* What you will do *
Rewrite all of the lines below with "instance" changed to "occurrence" and nothing else altered. Leave the pictures out of your answer.

##### Recorded information

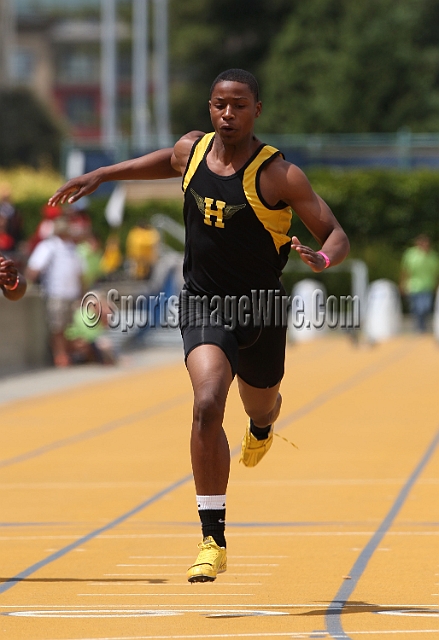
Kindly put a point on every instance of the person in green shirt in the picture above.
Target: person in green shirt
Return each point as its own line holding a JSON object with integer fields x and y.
{"x": 419, "y": 279}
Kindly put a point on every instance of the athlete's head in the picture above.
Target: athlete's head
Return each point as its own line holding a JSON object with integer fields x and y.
{"x": 238, "y": 75}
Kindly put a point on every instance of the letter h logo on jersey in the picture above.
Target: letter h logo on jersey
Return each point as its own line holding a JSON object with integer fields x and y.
{"x": 221, "y": 212}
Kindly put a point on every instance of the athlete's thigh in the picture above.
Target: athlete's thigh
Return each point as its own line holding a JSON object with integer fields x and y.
{"x": 262, "y": 364}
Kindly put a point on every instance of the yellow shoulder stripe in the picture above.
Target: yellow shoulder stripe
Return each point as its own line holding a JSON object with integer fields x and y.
{"x": 276, "y": 221}
{"x": 200, "y": 150}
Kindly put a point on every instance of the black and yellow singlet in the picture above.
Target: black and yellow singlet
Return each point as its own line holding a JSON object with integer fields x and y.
{"x": 235, "y": 242}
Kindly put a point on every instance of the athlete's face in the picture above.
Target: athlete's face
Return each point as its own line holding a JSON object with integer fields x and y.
{"x": 233, "y": 110}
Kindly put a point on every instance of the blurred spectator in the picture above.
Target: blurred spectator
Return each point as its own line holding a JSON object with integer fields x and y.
{"x": 419, "y": 279}
{"x": 112, "y": 258}
{"x": 56, "y": 262}
{"x": 46, "y": 225}
{"x": 6, "y": 240}
{"x": 142, "y": 250}
{"x": 90, "y": 344}
{"x": 12, "y": 283}
{"x": 87, "y": 244}
{"x": 14, "y": 222}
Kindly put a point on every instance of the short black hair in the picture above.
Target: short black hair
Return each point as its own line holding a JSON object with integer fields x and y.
{"x": 238, "y": 75}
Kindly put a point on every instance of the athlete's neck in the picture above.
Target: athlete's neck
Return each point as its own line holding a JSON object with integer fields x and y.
{"x": 226, "y": 158}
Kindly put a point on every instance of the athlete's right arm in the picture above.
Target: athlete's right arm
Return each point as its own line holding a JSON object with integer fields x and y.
{"x": 161, "y": 164}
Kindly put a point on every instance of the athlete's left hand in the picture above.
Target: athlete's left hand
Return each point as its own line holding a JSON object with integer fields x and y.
{"x": 310, "y": 257}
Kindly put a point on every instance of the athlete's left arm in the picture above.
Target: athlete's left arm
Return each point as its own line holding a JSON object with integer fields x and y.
{"x": 284, "y": 181}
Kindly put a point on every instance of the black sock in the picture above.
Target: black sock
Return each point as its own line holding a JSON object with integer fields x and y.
{"x": 260, "y": 433}
{"x": 213, "y": 523}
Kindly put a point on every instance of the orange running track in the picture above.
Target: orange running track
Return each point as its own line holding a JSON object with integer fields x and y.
{"x": 337, "y": 539}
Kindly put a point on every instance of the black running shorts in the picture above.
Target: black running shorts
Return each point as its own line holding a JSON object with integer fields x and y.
{"x": 256, "y": 353}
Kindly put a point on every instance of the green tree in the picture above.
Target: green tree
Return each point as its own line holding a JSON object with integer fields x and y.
{"x": 343, "y": 66}
{"x": 28, "y": 133}
{"x": 209, "y": 36}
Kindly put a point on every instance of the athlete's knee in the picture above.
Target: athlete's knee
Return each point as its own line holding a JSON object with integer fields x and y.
{"x": 263, "y": 416}
{"x": 209, "y": 407}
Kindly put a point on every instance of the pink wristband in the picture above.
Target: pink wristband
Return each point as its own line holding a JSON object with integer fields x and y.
{"x": 17, "y": 282}
{"x": 327, "y": 260}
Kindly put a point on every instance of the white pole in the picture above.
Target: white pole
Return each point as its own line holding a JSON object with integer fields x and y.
{"x": 108, "y": 74}
{"x": 7, "y": 42}
{"x": 140, "y": 78}
{"x": 161, "y": 84}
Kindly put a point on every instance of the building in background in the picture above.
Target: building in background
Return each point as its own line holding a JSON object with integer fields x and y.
{"x": 57, "y": 54}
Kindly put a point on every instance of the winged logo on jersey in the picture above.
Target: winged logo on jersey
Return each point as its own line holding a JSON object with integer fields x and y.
{"x": 222, "y": 212}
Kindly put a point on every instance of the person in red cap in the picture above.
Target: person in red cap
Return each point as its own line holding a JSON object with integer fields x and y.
{"x": 12, "y": 284}
{"x": 46, "y": 225}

##########

* Problem solution *
Kindly put a point on every occurrence of the person in green shirt in the picture above.
Target: person in green shirt
Return each point as its own line holding a JSON object with integer fields x and y.
{"x": 419, "y": 279}
Kindly put a point on every occurrence of the athlete's head in the picture above.
Target: athlete's head
Return each point as its own line holding a JSON object with integer fields x and y.
{"x": 238, "y": 75}
Kindly put a point on every occurrence of the letter h logo on jersey in the picture above.
Target: letter h logo on jersey
Return each point as its own line holding a JSON object with integer fields x and y.
{"x": 221, "y": 212}
Kindly put a point on every occurrence of the athlete's thigh in the picture above.
Target: athlete's thigh
Return each point as its own line holding a JSON object with integer fields x and y.
{"x": 262, "y": 364}
Kindly put a point on every occurrence of the yellow shoulder stripe in the picture above.
Target: yellow shoulder stripe
Return each point as its own line holding a JSON object with integer fields x and y.
{"x": 276, "y": 221}
{"x": 200, "y": 150}
Kindly put a point on every occurrence of the black and yellow singlet in the picture above.
Target: black and yellow singlet
Return each point as its own line holding a JSON object with integer fields x and y.
{"x": 235, "y": 242}
Kindly put a point on every occurrence of the athlete's face in the picture above.
Target: athlete's face
Return each point as its own line holding a JSON object with integer fields x and y.
{"x": 233, "y": 110}
Kindly put a point on every occurrence of the blurred spectator in the picture above.
Target: blurred spectator
Return each point as its own line holding a JSON object with integer fields x and y.
{"x": 419, "y": 279}
{"x": 112, "y": 258}
{"x": 56, "y": 262}
{"x": 46, "y": 225}
{"x": 6, "y": 240}
{"x": 142, "y": 250}
{"x": 90, "y": 344}
{"x": 12, "y": 283}
{"x": 87, "y": 244}
{"x": 14, "y": 222}
Kindly put a point on every occurrence of the short black hair in the picture above.
Target: short black hair
Return each point as its own line holding a JSON object with integer fields x and y.
{"x": 238, "y": 75}
Kindly put a point on every occurrence of the athlete's neck in the picture above.
Target: athlete's neck
Return each point as its own line holding a JSON object with integer fields x and y.
{"x": 226, "y": 158}
Kindly put a point on every occurrence of the athlete's right arm in the picture above.
Target: athlete's right arm
Return each point as its own line holding a JSON object with integer fields x and y.
{"x": 161, "y": 164}
Kindly put a point on every occurrence of the athlete's left hand in the picture above.
Target: athlete's left hand
Return each point as its own line holding a JSON object with integer fields x and y.
{"x": 310, "y": 257}
Kindly put a point on every occurrence of the athlete's left arm in the picture above.
Target: athlete's left arm
Return each point as its own line holding a JSON object with integer fields x and y.
{"x": 284, "y": 181}
Kindly put a point on every occurrence of the black sock in the picture above.
Target: black sock
Return each point as its own line holding a JSON object with integer fields x and y.
{"x": 260, "y": 433}
{"x": 213, "y": 523}
Kindly put a point on every occurrence of the orange running track in the picture above.
Target: orange running track
Return each point as its own line holding a JSON object with integer fields x and y.
{"x": 337, "y": 539}
Kindly put a point on every occurrence of the black running shorts in the picture above.
Target: black running shorts
Return each point as its own line holding a JSON object with integer fields x and y.
{"x": 256, "y": 353}
Kindly put a point on every occurrence of the green tree in the picture above.
Target: green tree
Return each point as its own line holding a JSON object with integer fields x and y.
{"x": 343, "y": 66}
{"x": 28, "y": 133}
{"x": 209, "y": 36}
Kindly put a point on every occurrence of the athlete's knee in the picture above.
Target: athlete's knee
Return each point as its own line holding a JSON object with integer fields x and y.
{"x": 263, "y": 416}
{"x": 209, "y": 407}
Kindly put a point on every occurrence of the pink wristband in the picture above.
Target: pink wristband
Return each point as its own line holding a JSON object with integer fields x and y.
{"x": 17, "y": 282}
{"x": 327, "y": 260}
Kindly put a point on every occurrence of the white pole in the picture above.
Target: white pole
Return each point as its own line holding a JSON object with integer fields x and y.
{"x": 108, "y": 74}
{"x": 7, "y": 42}
{"x": 140, "y": 78}
{"x": 161, "y": 84}
Kindly put a point on every occurrence of the building in background in the picture above.
Target: building in background
Return each point as its own line holding a JSON object with integer fields x and y.
{"x": 57, "y": 54}
Kindly put a point on every occurrence of the winged logo on jersey in the picture above.
Target: winged logo on jersey
Return each point as its own line holding a JSON object with integer fields x and y.
{"x": 222, "y": 212}
Kindly put a point on every occurrence of the person in red cap in the picture above.
Target: person in red cap
Return each point as its own line holding a JSON object with integer fields x and y.
{"x": 12, "y": 284}
{"x": 46, "y": 225}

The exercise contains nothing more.